[Saved data entries]
☆ ☆ ☆

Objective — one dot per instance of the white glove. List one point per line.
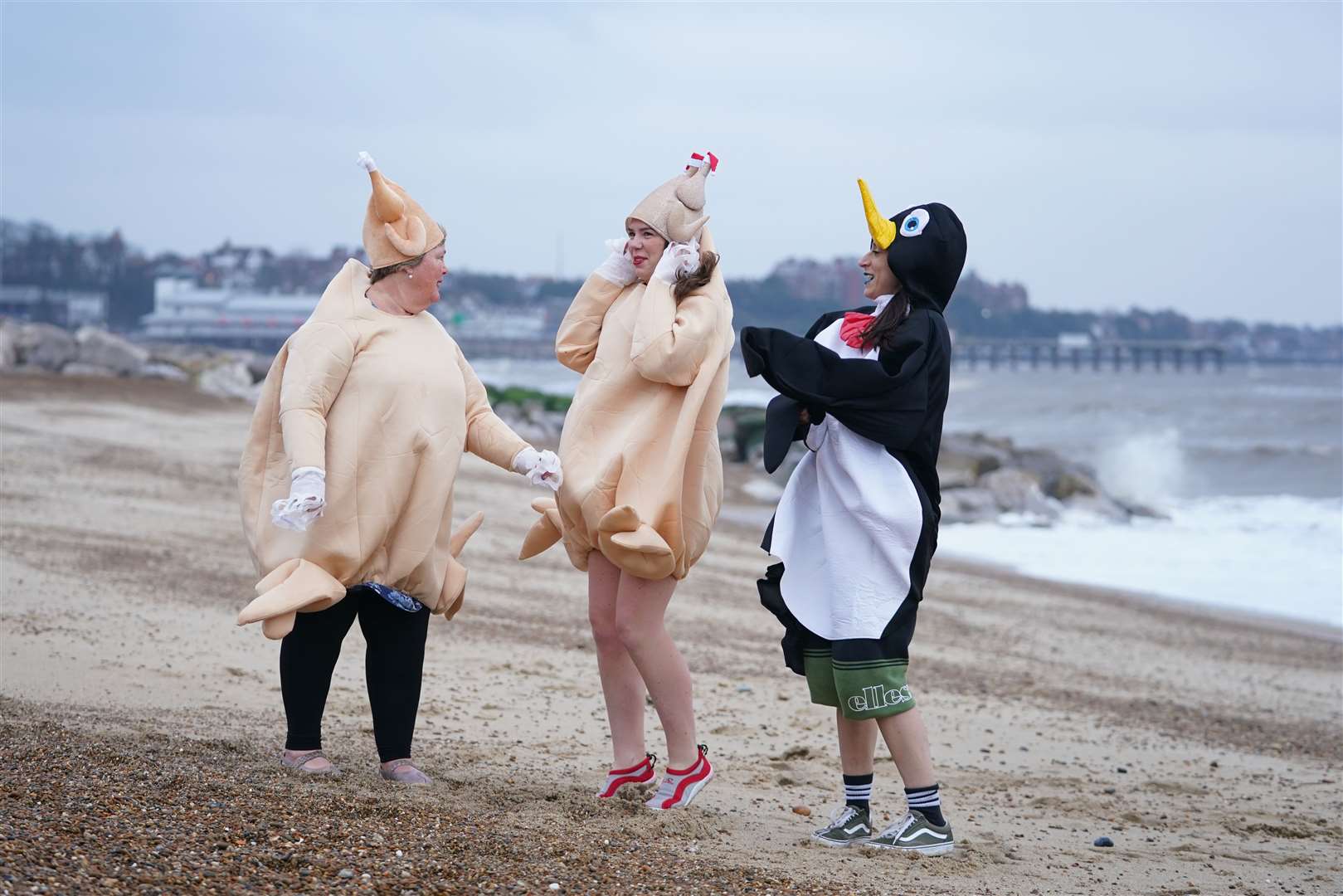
(616, 269)
(679, 258)
(540, 468)
(305, 503)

☆ ☆ ☆

Set problem: Every record above should be written out again without change, except that the pictures are left out.

Solved exercise:
Objective — one dot per instance of the white glove. List one point per line.
(616, 269)
(679, 258)
(540, 468)
(305, 503)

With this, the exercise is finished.